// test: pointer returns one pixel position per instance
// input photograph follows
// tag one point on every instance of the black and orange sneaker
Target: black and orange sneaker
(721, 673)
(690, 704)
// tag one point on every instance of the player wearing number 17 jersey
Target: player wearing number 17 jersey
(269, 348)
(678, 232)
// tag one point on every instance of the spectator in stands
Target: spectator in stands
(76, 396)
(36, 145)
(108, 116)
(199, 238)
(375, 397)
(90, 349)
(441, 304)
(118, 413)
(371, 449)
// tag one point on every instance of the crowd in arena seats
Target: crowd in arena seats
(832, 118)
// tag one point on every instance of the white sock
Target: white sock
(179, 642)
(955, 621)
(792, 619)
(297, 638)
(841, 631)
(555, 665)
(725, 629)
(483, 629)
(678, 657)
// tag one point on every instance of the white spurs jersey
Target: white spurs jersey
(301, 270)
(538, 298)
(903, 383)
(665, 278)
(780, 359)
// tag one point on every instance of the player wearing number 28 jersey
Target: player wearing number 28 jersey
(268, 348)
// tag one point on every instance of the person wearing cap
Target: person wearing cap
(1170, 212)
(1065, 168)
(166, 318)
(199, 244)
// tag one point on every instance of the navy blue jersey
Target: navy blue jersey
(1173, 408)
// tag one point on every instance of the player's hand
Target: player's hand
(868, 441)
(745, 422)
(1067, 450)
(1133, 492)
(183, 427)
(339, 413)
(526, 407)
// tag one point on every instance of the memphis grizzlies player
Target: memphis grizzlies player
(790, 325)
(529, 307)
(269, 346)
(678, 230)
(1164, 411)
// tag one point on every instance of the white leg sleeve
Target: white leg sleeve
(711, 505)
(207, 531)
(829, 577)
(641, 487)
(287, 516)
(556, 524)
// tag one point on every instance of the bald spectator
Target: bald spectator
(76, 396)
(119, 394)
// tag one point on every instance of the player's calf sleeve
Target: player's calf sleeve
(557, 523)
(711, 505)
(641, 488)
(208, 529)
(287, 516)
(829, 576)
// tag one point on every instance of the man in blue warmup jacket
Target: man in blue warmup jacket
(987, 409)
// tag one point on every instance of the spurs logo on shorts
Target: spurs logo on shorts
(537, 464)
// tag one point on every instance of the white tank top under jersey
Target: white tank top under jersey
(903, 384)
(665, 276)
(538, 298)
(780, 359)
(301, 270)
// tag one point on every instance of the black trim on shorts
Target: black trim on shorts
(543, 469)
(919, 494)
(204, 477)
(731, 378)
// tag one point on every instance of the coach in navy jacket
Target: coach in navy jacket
■ ■ ■ ■
● Directions for this task
Output the records exactly, so that each line matches what was given.

● Exercise output
// test: pointer returns one pixel position per instance
// input photograph follows
// tag one point on every instance of the black and orange sneaker
Target: black and orange sneaker
(721, 673)
(690, 704)
// tag one point on every instance of the player wearing number 17 jersey
Target: player wearing number 17 jersey
(269, 348)
(678, 232)
// tag one point on every instance of the spectator in stands
Target: spectator in stands
(76, 396)
(36, 145)
(108, 116)
(199, 238)
(375, 397)
(90, 349)
(441, 304)
(118, 413)
(371, 449)
// tag one point on every instance of the crowd in arena seats
Target: crowd in arena seats
(832, 118)
// tag one point on every instance of the white sock
Target: white sock
(179, 642)
(955, 621)
(792, 619)
(297, 638)
(841, 631)
(555, 665)
(725, 629)
(483, 629)
(678, 657)
// tag one point on every instance of the white spurs jersey
Target: white spurs jersey
(301, 270)
(538, 298)
(903, 383)
(665, 278)
(780, 359)
// tag one point on every instance of the player wearing number 28 jersey
Target: player wearing number 28 jersey
(268, 348)
// tag one point on every instance of the person wearing cap
Target: person wearing cap
(1170, 212)
(1065, 168)
(166, 318)
(199, 244)
// tag one point on every instance of the navy blue jersey
Target: navy blue jersey
(1173, 408)
// tag one point on every instance of the player's hand
Target: player's hand
(868, 441)
(745, 422)
(1067, 450)
(1133, 492)
(183, 427)
(339, 413)
(526, 407)
// tag one point on every instance of the memphis grizzlies player
Target: memphis grizzlies player
(790, 325)
(529, 307)
(269, 346)
(678, 230)
(1164, 411)
// tag one point on every instance of the white leg sleeve
Target: white leg sleeve
(711, 505)
(207, 531)
(829, 577)
(641, 487)
(287, 516)
(556, 524)
// tag one point on every instance of the bald spectator
Target: bald spectator
(76, 396)
(119, 394)
// tag one point on every instance of the player's calf sleeve
Target: player's calf sleeve
(557, 523)
(711, 505)
(641, 488)
(208, 529)
(287, 516)
(829, 576)
// tag one point on every instance of the man in blue warmup jacket
Target: man in blue warmup jacket
(987, 409)
// tag one point on every instance of the spurs logo on shorts
Target: spurs logo on shorts
(537, 464)
// tag one point on every instance of the white tank top under jersey
Target: white tank top under jersey
(903, 384)
(665, 276)
(538, 298)
(780, 359)
(301, 270)
// tag one point on every instance of the black trim on shorts
Target: black trim on shorts
(543, 469)
(919, 494)
(204, 477)
(731, 378)
// tag one point on every instance of the coach in navy jacket
Target: coach in navy jacket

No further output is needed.